**Dataset entries:**
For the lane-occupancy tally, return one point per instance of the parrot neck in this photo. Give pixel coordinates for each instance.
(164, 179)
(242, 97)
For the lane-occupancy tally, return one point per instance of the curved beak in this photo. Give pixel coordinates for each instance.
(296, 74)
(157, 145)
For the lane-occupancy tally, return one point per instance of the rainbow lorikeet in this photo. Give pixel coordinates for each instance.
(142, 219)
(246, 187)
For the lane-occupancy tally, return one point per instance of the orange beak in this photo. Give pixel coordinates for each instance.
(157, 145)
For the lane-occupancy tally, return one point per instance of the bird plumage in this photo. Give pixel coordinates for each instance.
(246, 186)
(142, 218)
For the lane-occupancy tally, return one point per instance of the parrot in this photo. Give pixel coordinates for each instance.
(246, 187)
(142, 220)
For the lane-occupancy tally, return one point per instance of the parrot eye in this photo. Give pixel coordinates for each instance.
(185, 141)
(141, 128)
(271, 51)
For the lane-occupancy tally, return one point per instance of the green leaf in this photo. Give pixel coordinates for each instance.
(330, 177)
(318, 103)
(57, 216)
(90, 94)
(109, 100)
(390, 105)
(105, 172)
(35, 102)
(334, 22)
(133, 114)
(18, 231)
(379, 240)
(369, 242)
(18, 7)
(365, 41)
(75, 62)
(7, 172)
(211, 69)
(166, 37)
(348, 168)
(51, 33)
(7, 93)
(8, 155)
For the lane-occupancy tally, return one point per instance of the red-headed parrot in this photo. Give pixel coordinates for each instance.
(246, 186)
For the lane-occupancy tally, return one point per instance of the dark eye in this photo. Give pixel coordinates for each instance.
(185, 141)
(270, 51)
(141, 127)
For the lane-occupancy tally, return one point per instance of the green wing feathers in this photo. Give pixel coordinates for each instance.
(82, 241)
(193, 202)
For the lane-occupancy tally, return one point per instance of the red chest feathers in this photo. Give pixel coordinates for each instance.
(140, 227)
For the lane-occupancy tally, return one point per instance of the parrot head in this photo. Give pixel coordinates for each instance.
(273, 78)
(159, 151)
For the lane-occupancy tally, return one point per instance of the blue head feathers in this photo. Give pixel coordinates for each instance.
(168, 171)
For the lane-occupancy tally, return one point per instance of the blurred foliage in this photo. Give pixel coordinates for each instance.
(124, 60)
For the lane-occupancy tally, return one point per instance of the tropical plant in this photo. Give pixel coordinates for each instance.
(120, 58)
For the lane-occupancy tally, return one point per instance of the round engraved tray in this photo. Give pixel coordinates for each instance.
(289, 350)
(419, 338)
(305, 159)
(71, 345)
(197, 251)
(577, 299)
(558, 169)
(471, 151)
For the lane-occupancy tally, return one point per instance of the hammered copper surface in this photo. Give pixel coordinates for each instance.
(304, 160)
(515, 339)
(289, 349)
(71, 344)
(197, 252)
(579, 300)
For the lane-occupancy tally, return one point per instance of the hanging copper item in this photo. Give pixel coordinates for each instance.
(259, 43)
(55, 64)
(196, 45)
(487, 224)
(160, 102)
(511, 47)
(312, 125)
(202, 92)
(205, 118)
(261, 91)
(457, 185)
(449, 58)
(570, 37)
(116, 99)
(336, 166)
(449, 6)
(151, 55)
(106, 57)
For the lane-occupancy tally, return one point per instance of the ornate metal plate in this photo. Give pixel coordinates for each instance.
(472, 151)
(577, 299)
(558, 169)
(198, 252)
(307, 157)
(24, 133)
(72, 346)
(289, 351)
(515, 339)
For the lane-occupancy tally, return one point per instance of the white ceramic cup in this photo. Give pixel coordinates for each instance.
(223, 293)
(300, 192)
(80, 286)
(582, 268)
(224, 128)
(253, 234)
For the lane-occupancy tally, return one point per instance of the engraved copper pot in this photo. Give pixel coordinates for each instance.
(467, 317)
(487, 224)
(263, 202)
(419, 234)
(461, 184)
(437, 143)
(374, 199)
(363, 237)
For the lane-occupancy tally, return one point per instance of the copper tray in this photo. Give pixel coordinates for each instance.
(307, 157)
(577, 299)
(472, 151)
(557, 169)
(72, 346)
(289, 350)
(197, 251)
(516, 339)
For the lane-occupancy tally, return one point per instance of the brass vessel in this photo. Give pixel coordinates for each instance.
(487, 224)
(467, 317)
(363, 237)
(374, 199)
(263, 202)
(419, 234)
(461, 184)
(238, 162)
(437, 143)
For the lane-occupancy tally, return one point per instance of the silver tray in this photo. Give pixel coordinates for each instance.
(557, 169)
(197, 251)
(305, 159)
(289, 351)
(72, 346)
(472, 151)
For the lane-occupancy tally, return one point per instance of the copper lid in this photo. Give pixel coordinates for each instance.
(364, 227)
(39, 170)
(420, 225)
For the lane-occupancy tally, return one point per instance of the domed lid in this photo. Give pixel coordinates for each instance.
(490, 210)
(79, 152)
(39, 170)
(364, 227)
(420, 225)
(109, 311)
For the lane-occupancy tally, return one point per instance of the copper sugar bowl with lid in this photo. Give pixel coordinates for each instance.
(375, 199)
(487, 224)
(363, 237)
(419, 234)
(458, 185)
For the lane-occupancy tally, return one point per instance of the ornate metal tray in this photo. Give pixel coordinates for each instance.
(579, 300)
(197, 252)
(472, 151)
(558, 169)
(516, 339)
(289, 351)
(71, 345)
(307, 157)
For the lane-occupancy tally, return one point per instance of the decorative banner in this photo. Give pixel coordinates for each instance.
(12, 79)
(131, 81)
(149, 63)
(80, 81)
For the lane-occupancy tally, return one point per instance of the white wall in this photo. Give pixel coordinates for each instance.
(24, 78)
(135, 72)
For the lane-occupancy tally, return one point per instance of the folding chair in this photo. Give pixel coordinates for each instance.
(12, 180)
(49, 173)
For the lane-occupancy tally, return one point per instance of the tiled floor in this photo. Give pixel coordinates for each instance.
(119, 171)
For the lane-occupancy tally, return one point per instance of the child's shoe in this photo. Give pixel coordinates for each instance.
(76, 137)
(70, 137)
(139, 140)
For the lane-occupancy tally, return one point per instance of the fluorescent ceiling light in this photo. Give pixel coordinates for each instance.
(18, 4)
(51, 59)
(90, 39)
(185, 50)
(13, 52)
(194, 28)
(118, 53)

**The request:**
Repeat all of the records above word for word, keeping their original order.

**Exercise answer:**
For the lane-occupancy tally, return one point per instance of the parrot neck in this photo. Give pixel coordinates for each instance.
(164, 179)
(242, 97)
For the lane-occupancy tally, return one point per instance of the curved beak in this photo. Give pixel coordinates for each instance.
(296, 74)
(157, 145)
For the lane-occupancy tally, return one point per instance of the rainbow lorikeet in this photo. Give pixel coordinates for each instance.
(142, 219)
(246, 187)
For the lane-occupancy tally, return one point per instance of the orange beak in this photo. Give pixel coordinates for each instance.
(157, 145)
For the lane-occupancy tally, return one point per instance of the bird plumage in this photo. Give pixel coordinates for each instance.
(246, 186)
(142, 218)
For the lane-occupancy tally, return one point per instance of the parrot in this photo. Give pixel coordinates for each instance.
(246, 187)
(142, 220)
For the lane-occupancy tally, return one point per instance of the parrot eye in this photo. Give pixel coordinates for each instance.
(185, 141)
(141, 128)
(271, 51)
For the lane-occupancy tally, return one point per instance of the green leaf in this photo. Give pixel coordinates for each instance.
(330, 177)
(318, 103)
(57, 216)
(90, 94)
(109, 100)
(390, 105)
(105, 172)
(35, 102)
(334, 22)
(133, 114)
(18, 231)
(379, 240)
(369, 242)
(18, 7)
(365, 41)
(75, 62)
(7, 172)
(211, 69)
(166, 37)
(348, 168)
(51, 33)
(7, 93)
(8, 155)
For the lane-occupancy tally, return one point per instance of the red-headed parrot in this photo. Give pixel coordinates for each instance.
(246, 186)
For the lane-occupancy tally, return one point per instance of the dark eye in this photo. Give pixel coordinates for each instance.
(185, 141)
(270, 51)
(141, 127)
For the lane-occupancy tally, return one point per instance of the green wing feathers in this photo. Give pixel coordinates for each instance.
(82, 241)
(193, 202)
For the lane-occupancy tally, return one point per instance of the red chest feathers in this photo. Give pixel coordinates for each instance.
(140, 227)
For the lane-occupancy tally, return one point per instance of the parrot head in this photo. Give pixel coordinates for each instance.
(273, 78)
(159, 151)
For the lane-occupancy tally, return one point per instance of the blue head feathers in this photo. Give pixel coordinates for each instance.
(168, 171)
For the lane-occupancy tally, return one point per instance of the blurred foliage in this photo. Give pixel coordinates for each instance.
(124, 60)
For the lane-occupancy tally, return one point per instance of the tropical plant in this photo. Give pixel coordinates for each instance.
(120, 58)
For the lane-occupancy tally, return one point per instance of the round engraved tray in this photo. Give pixel coordinates for each instance.
(289, 350)
(419, 338)
(305, 159)
(71, 345)
(197, 251)
(577, 299)
(558, 169)
(471, 151)
For the lane-occupancy tally, return one point per instance of the hammered copper surface in this photo. Give pixel coordinates for each instance.
(304, 160)
(515, 339)
(289, 349)
(71, 344)
(197, 252)
(579, 300)
For the lane-occupancy tally, return one point per instance of the hanging copper item in this photo. Give pixel coordinates for each instance.
(259, 43)
(55, 64)
(196, 45)
(487, 224)
(160, 102)
(511, 47)
(312, 125)
(202, 92)
(205, 118)
(261, 91)
(457, 185)
(449, 58)
(570, 37)
(116, 99)
(336, 166)
(449, 6)
(151, 55)
(106, 57)
For the lane-occupancy tally, return one point per instance of the ornate metal plate in this photo. Give pixel coordinates for each instance.
(472, 151)
(577, 299)
(558, 169)
(198, 252)
(307, 157)
(24, 133)
(72, 346)
(289, 351)
(515, 339)
For the lane-occupancy tally, return one point per instance of the white ceramic cup in this photo. Give pixel coordinates for each instance.
(223, 293)
(300, 192)
(80, 286)
(582, 268)
(224, 128)
(253, 234)
For the lane-occupancy tally, return one point per instance of the engraved copper pot in this photo. Give pixel coordinates for each instance.
(467, 317)
(487, 224)
(263, 202)
(419, 234)
(461, 184)
(437, 143)
(374, 199)
(363, 237)
For the lane-occupancy tally, return one point per instance of the copper tray in this photo. Give pixel coordinates for each instance.
(307, 157)
(577, 299)
(472, 151)
(557, 169)
(72, 346)
(289, 350)
(197, 251)
(516, 339)
For the lane-occupancy tally, return one point per instance of the brass vessel in this photo. Give pixel coordinates for each instance.
(487, 224)
(467, 317)
(363, 237)
(374, 199)
(263, 202)
(419, 234)
(461, 184)
(238, 162)
(437, 143)
For the lane-occupancy tally, return one point per instance of the silver tray in this photo. Give pixel coordinates for each instance.
(557, 169)
(197, 251)
(305, 159)
(289, 351)
(72, 346)
(472, 151)
For the lane-occupancy tally, return one point per instance of the copper lid in this photo. Give pixel coordinates for each instance.
(364, 227)
(39, 170)
(420, 225)
For the lane-occupancy tally, return one point per instance of the domed lid in this photo. Give pixel coordinates for each instance.
(490, 210)
(79, 152)
(39, 170)
(364, 227)
(420, 225)
(109, 311)
For the lane-occupancy tally, return one point per instance of the copper sugar bowl with lid in this photo. Give pixel coordinates for each instance.
(375, 199)
(487, 224)
(363, 237)
(419, 234)
(458, 185)
For the lane-occupancy tally, return one point per instance of the ornate metal tray in this photo. Give pixel coordinates for each instance.
(579, 300)
(197, 252)
(472, 151)
(558, 169)
(516, 339)
(289, 351)
(71, 345)
(307, 157)
For the lane-occupancy tally, return one point per instance of the decorative banner in this photo. Give pixel coordinates for each instance.
(12, 79)
(131, 81)
(149, 63)
(80, 81)
For the lane-occupancy tally, return one point per instance of the white wall in this photo. Give pixel coordinates for each instance.
(24, 78)
(135, 72)
For the lane-occupancy tally, return one point per instance of the folding chair in this photo. Give pixel coordinates for each instance.
(12, 180)
(49, 173)
For the lane-occupancy tally, return one point per instance of the tiled floor in this photo. Give pixel coordinates for each instance.
(119, 171)
For the lane-occupancy tally, return one point per instance of the child's shoe in this photo. Give pixel coordinates for each instance.
(76, 137)
(70, 137)
(139, 140)
For the lane-occupancy tally, return one point per instance of the fluorescent ceiling light in this photo. Give pixel coordinates for each instance.
(18, 4)
(51, 59)
(90, 39)
(185, 50)
(13, 52)
(194, 28)
(118, 53)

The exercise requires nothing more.